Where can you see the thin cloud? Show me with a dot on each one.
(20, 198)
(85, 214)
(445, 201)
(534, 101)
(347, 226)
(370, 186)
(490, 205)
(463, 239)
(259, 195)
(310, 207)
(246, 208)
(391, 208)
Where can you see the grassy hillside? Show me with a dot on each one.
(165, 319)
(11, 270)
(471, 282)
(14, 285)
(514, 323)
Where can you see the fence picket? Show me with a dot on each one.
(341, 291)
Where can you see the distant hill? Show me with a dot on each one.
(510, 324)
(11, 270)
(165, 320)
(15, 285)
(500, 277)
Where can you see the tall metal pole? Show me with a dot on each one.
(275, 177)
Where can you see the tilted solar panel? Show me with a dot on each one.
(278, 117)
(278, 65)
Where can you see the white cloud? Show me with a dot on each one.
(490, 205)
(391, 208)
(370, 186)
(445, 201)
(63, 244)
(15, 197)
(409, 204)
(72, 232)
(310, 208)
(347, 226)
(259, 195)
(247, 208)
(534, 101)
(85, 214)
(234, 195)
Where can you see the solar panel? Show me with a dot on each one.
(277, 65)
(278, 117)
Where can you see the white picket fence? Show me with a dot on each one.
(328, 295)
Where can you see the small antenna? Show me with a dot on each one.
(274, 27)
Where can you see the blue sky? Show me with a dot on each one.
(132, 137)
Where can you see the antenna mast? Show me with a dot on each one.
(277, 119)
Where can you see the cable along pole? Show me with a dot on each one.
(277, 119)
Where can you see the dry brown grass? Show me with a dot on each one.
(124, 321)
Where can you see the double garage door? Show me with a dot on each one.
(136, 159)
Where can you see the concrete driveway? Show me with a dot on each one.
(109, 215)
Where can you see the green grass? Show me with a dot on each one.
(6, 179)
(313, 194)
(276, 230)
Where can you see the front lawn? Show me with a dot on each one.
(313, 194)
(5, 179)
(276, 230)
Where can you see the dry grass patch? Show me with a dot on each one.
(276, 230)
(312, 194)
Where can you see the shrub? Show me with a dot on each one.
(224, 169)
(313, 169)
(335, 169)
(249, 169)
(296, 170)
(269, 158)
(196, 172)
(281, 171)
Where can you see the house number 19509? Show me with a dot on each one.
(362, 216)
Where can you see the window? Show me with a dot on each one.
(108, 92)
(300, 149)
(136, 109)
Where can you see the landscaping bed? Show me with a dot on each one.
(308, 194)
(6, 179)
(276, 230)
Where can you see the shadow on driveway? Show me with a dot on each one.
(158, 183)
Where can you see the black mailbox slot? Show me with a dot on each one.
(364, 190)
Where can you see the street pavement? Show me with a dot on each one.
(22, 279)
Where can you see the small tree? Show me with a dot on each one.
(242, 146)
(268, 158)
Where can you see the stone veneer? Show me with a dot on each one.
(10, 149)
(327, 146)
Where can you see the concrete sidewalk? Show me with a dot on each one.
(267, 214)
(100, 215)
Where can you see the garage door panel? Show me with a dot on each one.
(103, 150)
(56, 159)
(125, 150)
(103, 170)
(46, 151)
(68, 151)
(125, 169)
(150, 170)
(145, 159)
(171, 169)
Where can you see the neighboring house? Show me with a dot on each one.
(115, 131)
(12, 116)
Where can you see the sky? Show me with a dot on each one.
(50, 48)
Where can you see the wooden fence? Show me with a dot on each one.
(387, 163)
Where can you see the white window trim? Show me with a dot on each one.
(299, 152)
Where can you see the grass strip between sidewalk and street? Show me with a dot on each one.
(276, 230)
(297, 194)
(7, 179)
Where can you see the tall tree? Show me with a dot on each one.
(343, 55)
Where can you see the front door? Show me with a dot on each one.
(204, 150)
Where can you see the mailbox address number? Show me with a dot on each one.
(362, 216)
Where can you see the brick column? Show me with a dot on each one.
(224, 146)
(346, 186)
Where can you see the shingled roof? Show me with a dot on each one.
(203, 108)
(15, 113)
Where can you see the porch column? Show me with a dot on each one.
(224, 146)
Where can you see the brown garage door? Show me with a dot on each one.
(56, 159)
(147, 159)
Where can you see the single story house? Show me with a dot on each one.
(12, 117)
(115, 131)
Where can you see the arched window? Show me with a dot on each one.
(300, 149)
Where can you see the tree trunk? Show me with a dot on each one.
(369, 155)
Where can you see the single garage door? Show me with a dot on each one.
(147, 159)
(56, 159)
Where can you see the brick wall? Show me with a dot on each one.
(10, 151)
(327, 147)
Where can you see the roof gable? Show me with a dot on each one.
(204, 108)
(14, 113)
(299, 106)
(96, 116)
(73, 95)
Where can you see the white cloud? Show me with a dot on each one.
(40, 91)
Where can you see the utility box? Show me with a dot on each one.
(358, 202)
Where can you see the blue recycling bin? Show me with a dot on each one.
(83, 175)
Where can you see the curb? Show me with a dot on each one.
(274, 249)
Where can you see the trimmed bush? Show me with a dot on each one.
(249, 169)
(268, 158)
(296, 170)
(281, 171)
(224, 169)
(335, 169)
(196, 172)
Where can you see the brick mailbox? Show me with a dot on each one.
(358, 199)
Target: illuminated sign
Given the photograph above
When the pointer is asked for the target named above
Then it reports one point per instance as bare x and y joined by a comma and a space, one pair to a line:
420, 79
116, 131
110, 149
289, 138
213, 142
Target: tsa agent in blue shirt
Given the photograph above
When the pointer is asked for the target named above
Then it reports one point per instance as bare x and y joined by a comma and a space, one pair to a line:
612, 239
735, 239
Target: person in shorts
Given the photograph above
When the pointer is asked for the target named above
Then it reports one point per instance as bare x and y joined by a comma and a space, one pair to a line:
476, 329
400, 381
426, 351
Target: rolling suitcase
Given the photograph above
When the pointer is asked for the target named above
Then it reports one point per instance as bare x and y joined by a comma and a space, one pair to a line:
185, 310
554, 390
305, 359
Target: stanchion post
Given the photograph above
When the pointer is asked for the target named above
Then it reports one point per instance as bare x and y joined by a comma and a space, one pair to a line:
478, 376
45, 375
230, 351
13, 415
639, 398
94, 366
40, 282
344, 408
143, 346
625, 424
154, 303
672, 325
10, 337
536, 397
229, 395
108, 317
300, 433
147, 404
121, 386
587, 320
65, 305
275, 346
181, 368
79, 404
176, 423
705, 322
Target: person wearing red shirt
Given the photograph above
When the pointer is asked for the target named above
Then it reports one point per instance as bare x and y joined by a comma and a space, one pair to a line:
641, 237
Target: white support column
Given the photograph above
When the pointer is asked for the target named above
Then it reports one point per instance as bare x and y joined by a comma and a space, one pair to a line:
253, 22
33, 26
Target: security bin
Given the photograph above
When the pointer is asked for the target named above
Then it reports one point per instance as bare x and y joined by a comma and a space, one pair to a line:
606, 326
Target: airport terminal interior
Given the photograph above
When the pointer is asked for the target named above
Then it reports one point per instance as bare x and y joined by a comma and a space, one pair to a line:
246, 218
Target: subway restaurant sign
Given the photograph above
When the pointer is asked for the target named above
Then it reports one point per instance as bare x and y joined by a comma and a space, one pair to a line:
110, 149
------------------------
## WHAT THIS TASK INVOLVES
An accurate, complete transcription of the records above is needed.

## OUTPUT BELOW
Where can you see the thin cloud? Show me with a dot on each one.
(20, 198)
(85, 214)
(445, 201)
(534, 101)
(347, 226)
(370, 186)
(490, 205)
(463, 239)
(259, 195)
(310, 207)
(246, 208)
(391, 208)
Where can you see the grassy hillside? Show me with a dot on each one.
(165, 319)
(11, 270)
(471, 282)
(14, 285)
(514, 323)
Where can you see the fence picket? Show me with a dot on each one.
(341, 291)
Where can you see the distant hill? Show me with a dot on each one.
(510, 324)
(11, 270)
(165, 320)
(15, 285)
(500, 277)
Where can you see the tall metal pole? Show me with a dot on each one.
(275, 177)
Where can you see the tilted solar panel? Show me with a dot on each one.
(278, 117)
(278, 65)
Where can you see the white cloud? Show me with a dot on each one.
(490, 205)
(391, 208)
(370, 186)
(445, 201)
(63, 244)
(15, 197)
(409, 204)
(72, 232)
(310, 208)
(347, 226)
(259, 195)
(247, 208)
(534, 101)
(85, 214)
(234, 195)
Where can you see the solar panel? Show me with a dot on each one.
(277, 65)
(278, 117)
Where can you see the white picket fence? Show me with a dot on each one.
(328, 295)
Where can you see the small antenna? Show me with a dot on each one.
(274, 27)
Where can you see the blue sky? Show me with a dot on each one.
(132, 137)
Where can you see the antenna mast? Show me with a dot on each one.
(277, 119)
Where can you see the cable along pole? Show me with a dot on each one.
(277, 119)
Where can you see the dry brown grass? Show me with a dot on each one.
(124, 321)
Where can you see the double garage door? Show me with a dot on each one.
(136, 159)
Where can you see the concrete driveway? Show me with a dot on each one.
(109, 215)
Where can you see the green grass? Show me with a dot on each one.
(6, 179)
(313, 194)
(276, 230)
Where can you see the front lawn? Show me with a dot on each one.
(313, 194)
(5, 179)
(276, 230)
Where can you see the dry grass patch? Show me with a dot on each one.
(276, 230)
(312, 194)
Where can you see the shrub? Show me with a dot on each one.
(224, 169)
(313, 169)
(335, 169)
(249, 169)
(296, 170)
(269, 158)
(196, 172)
(281, 171)
Where can you see the house number 19509? Show me with a dot on each one.
(362, 216)
Where can you see the window? Show me with a dot on each one.
(108, 92)
(300, 149)
(136, 109)
Where can you see the landscaping bed? Show me with a dot on each one.
(308, 194)
(6, 179)
(276, 230)
Where can you see the shadow on driveway? Show me with a dot on each one.
(158, 183)
Where can you see the black mailbox slot? Show me with a dot on each one.
(364, 190)
Where can you see the street pavement? Show me with a dot on each one.
(22, 279)
Where can you see the small tree? Show me with a dot on each one.
(242, 146)
(268, 158)
Where can you see the stone veneer? Show me with a dot on each one.
(10, 149)
(327, 146)
Where can you see the concrete sidewalk? Show me with a dot on each one.
(267, 214)
(100, 215)
Where can you see the garage door panel? Show me with a dot on each one.
(103, 150)
(56, 159)
(125, 150)
(103, 170)
(46, 151)
(68, 151)
(125, 169)
(150, 170)
(145, 159)
(171, 169)
Where can you see the neighboring house? Show me with a dot on each one.
(115, 131)
(12, 116)
Where can you see the sky? Show me with a dot on each one.
(50, 48)
Where can you see the wooden fence? Show me with a dot on each one.
(387, 163)
Where can you see the white window trim? Show me with a dot on each one.
(299, 152)
Where can you see the grass strip between sidewalk and street? Show me with a dot on each one.
(276, 230)
(297, 194)
(7, 179)
Where can you see the tall tree? Show me with a dot on each one.
(343, 55)
Where can you see the front door? Show me with a dot on each one.
(204, 150)
Where can you see the mailbox address number? Show me with a dot on each one.
(362, 216)
Where can you see the brick column? Show me with a dot on each one.
(224, 146)
(346, 186)
Where can you see the shingled roof? Show me with a dot on each one.
(203, 108)
(15, 113)
Where can you see the porch column? Show me with a dot on each one.
(224, 146)
Where can you see the brown garage door? Show me with a dot on each one.
(56, 159)
(147, 159)
Where can you see the single story house? Show me with a dot on each one.
(12, 117)
(115, 131)
Where can you see the arched window? Show me with a dot on each one.
(300, 149)
Where can you see the tree trunk? Show me with a dot on each one.
(369, 155)
Where can you see the single garage door? Show me with a dot on each one.
(147, 159)
(56, 159)
Where can you see the brick wall? Show me with a dot on each one.
(10, 151)
(327, 147)
Where can you see the roof gable? Show me with a dot on each one.
(204, 108)
(14, 113)
(299, 106)
(96, 116)
(73, 95)
Where can you see the white cloud? Show me with a dot on each one.
(40, 91)
Where can you see the utility box? Show me with a dot on each one.
(358, 202)
Where can you see the blue recycling bin? Show me with a dot on each one.
(83, 175)
Where can you see the curb? Show me with a dot on each one.
(274, 249)
Where can you see the trimmed bush? Show me with a dot on each one.
(249, 169)
(268, 158)
(296, 170)
(281, 171)
(224, 169)
(335, 169)
(196, 172)
Where can you see the brick mailbox? Show me with a dot on each one.
(358, 199)
Target: illuminated sign
Given the photograph above
When the pointer is asked for the target named above
Then it reports one point per instance as bare x and y joined by a comma and a space, one pair to a line:
420, 79
116, 131
110, 149
289, 138
213, 142
Target: tsa agent in blue shirt
Given the photograph above
When the pointer is asked for the target named above
Then it reports one point per instance as bare x and y joined by a comma and a space, one pair to a line:
612, 239
735, 239
Target: person in shorts
Given the photograph above
When the pointer is asked for the target named above
Then it reports one point per instance as bare x and y joined by a comma and a space, one pair to a line:
476, 329
400, 381
426, 351
Target: rolling suitcase
Given the photograph above
When the pointer is asked for the target named above
Then it reports one point per instance as bare x and y joined by a comma and a space, one pair to a line:
185, 310
554, 390
305, 359
Target: stanchion post
Given the photograph above
When the pointer is asked for the target named above
Then it reports one point per instance as bare x and y joined by a comma and a space, one pair to a line:
478, 376
45, 375
230, 351
13, 415
639, 398
94, 366
40, 282
344, 408
143, 346
625, 424
154, 303
672, 325
10, 337
536, 397
229, 395
108, 317
300, 433
147, 404
121, 386
587, 320
65, 305
275, 346
181, 368
79, 404
176, 423
705, 322
Target: person wearing red shirt
Given the photograph above
When the pointer is asked for the target named above
Then it reports one point per instance as bare x and y joined by a comma and a space, one pair to a line:
641, 237
Target: white support column
Given the photograph above
When the pointer is asked for the target named above
Then it reports one point per instance as bare x and y joined by a comma and a space, one pair to a line:
253, 22
33, 26
Target: security bin
Given the photograph above
When the pointer is asked for the target named above
Then it reports one point per instance as bare x and y joined by a comma and a space, one pair to a line:
606, 326
Target: airport terminal interior
Given the photograph above
When the pointer is asked for the target named above
Then it reports one point per instance as bare x and y joined by a comma and a space, one pair to a line:
246, 218
Target: subway restaurant sign
Given the photograph above
When the pointer is asked for the target named above
Then it reports one point per instance as bare x and y joined by a comma and a space, one pair to a line:
110, 149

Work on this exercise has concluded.